Present the data from the line containing "Task: indicate the man's right" through the line containing "<point>425,251</point>" as a Markdown table with the columns Row and Data line, numbering each line and omitting any blank lines.

- _INPUT DATA_
+---+
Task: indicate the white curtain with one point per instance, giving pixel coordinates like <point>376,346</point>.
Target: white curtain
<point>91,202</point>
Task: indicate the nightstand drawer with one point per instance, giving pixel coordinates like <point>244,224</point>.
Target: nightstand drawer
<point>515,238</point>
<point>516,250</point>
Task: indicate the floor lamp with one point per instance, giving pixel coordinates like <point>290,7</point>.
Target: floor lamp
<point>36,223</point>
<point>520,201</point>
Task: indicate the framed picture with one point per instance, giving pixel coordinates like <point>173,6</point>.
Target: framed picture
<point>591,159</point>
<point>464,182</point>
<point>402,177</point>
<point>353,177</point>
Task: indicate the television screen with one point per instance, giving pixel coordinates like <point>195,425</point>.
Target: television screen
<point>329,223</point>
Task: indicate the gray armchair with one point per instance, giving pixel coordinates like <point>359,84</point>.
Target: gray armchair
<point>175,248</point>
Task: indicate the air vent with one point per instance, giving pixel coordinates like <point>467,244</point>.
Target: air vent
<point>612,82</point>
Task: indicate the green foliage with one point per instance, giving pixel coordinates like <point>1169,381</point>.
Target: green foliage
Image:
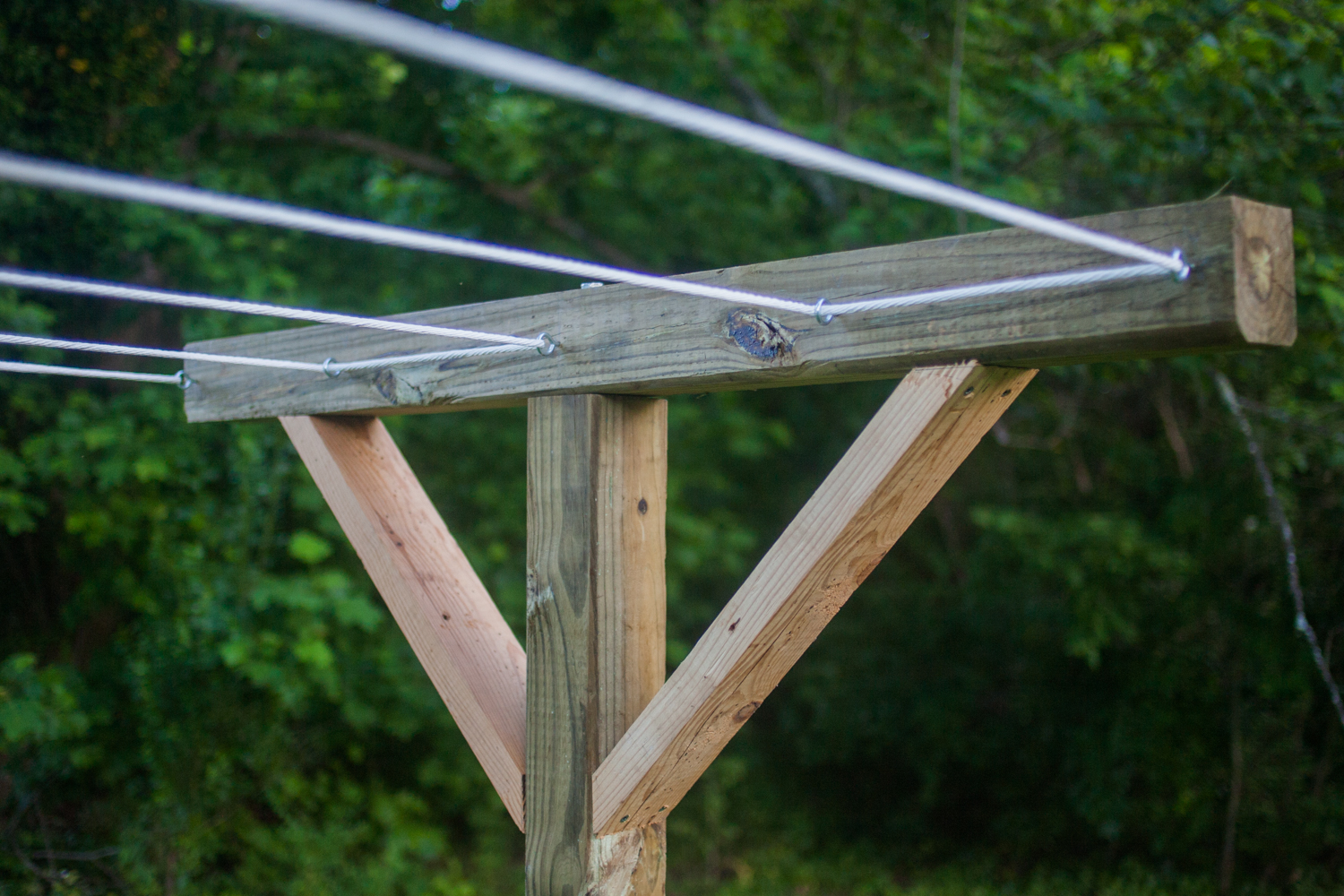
<point>1037,692</point>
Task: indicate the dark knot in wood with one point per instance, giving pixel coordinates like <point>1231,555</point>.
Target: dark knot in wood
<point>761,336</point>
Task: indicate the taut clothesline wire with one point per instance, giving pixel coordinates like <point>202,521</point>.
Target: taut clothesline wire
<point>89,180</point>
<point>56,370</point>
<point>330,367</point>
<point>102,289</point>
<point>54,175</point>
<point>370,24</point>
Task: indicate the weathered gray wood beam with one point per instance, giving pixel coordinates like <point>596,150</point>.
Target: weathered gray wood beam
<point>628,340</point>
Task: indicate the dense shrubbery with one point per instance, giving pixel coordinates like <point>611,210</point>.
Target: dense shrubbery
<point>1042,686</point>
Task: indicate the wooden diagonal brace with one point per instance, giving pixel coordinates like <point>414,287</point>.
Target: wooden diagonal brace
<point>895,466</point>
<point>457,633</point>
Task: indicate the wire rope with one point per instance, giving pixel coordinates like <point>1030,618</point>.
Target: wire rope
<point>330,367</point>
<point>56,370</point>
<point>39,172</point>
<point>371,24</point>
<point>102,289</point>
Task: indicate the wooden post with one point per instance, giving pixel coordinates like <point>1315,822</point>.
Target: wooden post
<point>596,630</point>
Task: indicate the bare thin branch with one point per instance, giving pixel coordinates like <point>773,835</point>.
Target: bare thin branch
<point>1276,509</point>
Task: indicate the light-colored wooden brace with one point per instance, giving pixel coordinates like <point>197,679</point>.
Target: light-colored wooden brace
<point>895,466</point>
<point>437,599</point>
<point>596,630</point>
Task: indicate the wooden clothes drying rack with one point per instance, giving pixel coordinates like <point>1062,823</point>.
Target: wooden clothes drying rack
<point>585,742</point>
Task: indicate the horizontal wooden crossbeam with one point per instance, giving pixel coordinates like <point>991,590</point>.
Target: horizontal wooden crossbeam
<point>629,340</point>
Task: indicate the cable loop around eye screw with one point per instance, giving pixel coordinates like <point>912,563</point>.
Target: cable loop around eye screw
<point>1183,274</point>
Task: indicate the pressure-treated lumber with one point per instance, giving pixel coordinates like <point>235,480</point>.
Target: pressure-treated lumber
<point>437,599</point>
<point>596,632</point>
<point>895,466</point>
<point>628,340</point>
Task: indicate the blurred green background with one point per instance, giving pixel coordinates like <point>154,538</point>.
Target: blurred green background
<point>1040,691</point>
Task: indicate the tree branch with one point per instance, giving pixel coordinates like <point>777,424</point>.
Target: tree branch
<point>1279,516</point>
<point>519,198</point>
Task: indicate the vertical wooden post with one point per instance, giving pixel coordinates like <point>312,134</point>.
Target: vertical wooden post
<point>596,630</point>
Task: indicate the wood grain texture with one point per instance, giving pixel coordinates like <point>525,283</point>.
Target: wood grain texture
<point>456,630</point>
<point>597,482</point>
<point>895,466</point>
<point>626,340</point>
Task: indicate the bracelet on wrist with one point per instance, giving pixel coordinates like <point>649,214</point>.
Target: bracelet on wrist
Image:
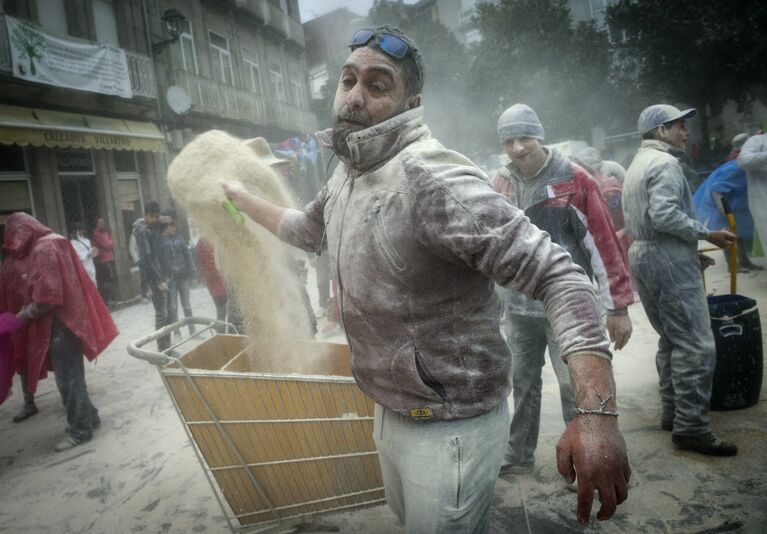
<point>599,411</point>
<point>581,411</point>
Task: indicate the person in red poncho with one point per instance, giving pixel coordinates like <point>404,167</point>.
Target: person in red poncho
<point>63,317</point>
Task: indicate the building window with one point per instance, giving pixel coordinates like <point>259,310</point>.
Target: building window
<point>252,71</point>
<point>318,77</point>
<point>125,161</point>
<point>12,159</point>
<point>276,81</point>
<point>473,36</point>
<point>15,187</point>
<point>186,44</point>
<point>221,58</point>
<point>106,22</point>
<point>52,16</point>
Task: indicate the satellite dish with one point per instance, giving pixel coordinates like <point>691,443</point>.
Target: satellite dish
<point>178,100</point>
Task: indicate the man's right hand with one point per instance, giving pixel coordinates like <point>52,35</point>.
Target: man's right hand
<point>235,191</point>
<point>721,238</point>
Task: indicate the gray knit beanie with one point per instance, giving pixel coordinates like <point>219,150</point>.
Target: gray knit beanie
<point>519,121</point>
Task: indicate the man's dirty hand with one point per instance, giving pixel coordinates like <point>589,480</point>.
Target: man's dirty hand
<point>721,238</point>
<point>593,447</point>
<point>9,323</point>
<point>619,328</point>
<point>705,261</point>
<point>236,191</point>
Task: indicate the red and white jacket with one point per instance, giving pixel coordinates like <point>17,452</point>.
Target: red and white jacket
<point>565,201</point>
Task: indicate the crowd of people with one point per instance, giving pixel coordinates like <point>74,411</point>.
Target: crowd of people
<point>425,251</point>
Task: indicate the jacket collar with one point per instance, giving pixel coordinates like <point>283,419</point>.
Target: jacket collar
<point>655,144</point>
<point>531,191</point>
<point>381,142</point>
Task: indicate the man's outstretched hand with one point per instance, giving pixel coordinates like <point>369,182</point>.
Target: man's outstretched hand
<point>593,447</point>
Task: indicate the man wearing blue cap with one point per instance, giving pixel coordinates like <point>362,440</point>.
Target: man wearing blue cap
<point>659,214</point>
<point>562,199</point>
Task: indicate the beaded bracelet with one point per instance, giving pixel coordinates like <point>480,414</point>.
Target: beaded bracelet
<point>600,411</point>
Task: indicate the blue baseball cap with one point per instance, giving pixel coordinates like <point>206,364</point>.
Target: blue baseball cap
<point>654,116</point>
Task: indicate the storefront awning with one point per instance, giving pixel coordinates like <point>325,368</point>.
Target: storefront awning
<point>42,127</point>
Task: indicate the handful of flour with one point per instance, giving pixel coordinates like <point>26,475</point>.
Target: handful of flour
<point>254,262</point>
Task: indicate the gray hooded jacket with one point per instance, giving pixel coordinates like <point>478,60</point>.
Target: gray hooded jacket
<point>416,236</point>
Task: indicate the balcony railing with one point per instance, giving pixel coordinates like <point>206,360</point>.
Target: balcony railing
<point>296,32</point>
<point>142,79</point>
<point>220,100</point>
<point>276,19</point>
<point>290,117</point>
<point>139,66</point>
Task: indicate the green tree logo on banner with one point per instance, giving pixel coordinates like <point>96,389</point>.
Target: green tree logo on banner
<point>30,44</point>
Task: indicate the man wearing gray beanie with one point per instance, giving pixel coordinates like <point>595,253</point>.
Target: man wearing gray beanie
<point>665,264</point>
<point>564,200</point>
<point>417,240</point>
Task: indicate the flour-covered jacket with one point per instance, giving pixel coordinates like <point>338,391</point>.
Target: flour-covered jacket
<point>416,236</point>
<point>565,201</point>
<point>657,202</point>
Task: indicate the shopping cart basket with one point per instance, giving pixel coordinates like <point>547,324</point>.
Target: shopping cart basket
<point>278,442</point>
<point>737,329</point>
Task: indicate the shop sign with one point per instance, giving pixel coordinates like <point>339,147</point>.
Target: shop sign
+---+
- _FINISHED ANSWER_
| Row | Data line |
|---|---|
| 1 | Task: indicate the man's right hand with one point per instance, giving pixel coordinates like <point>52,35</point>. |
| 2 | Target: man's right hand |
| 3 | <point>235,191</point> |
| 4 | <point>721,238</point> |
| 5 | Task: indicate the gray knit beanie with one point per instance, giving pixel coordinates like <point>219,150</point>. |
| 6 | Target: gray knit beanie |
| 7 | <point>519,121</point> |
| 8 | Task: indicate the man's dirty hand with one point per instance, giving pixel coordinates like <point>589,480</point>. |
| 9 | Target: man's dirty hand |
| 10 | <point>721,238</point> |
| 11 | <point>593,447</point> |
| 12 | <point>9,323</point> |
| 13 | <point>619,328</point> |
| 14 | <point>705,261</point> |
| 15 | <point>236,191</point> |
| 16 | Task: indicate the red and white jacket with one point per instance, giving pixel coordinates like <point>17,452</point>. |
| 17 | Target: red and white jacket |
| 18 | <point>565,201</point> |
| 19 | Task: indicate the crowd of people with one point per instance, giving pixel coordinates like <point>74,411</point>. |
| 20 | Target: crowd of people |
| 21 | <point>425,251</point> |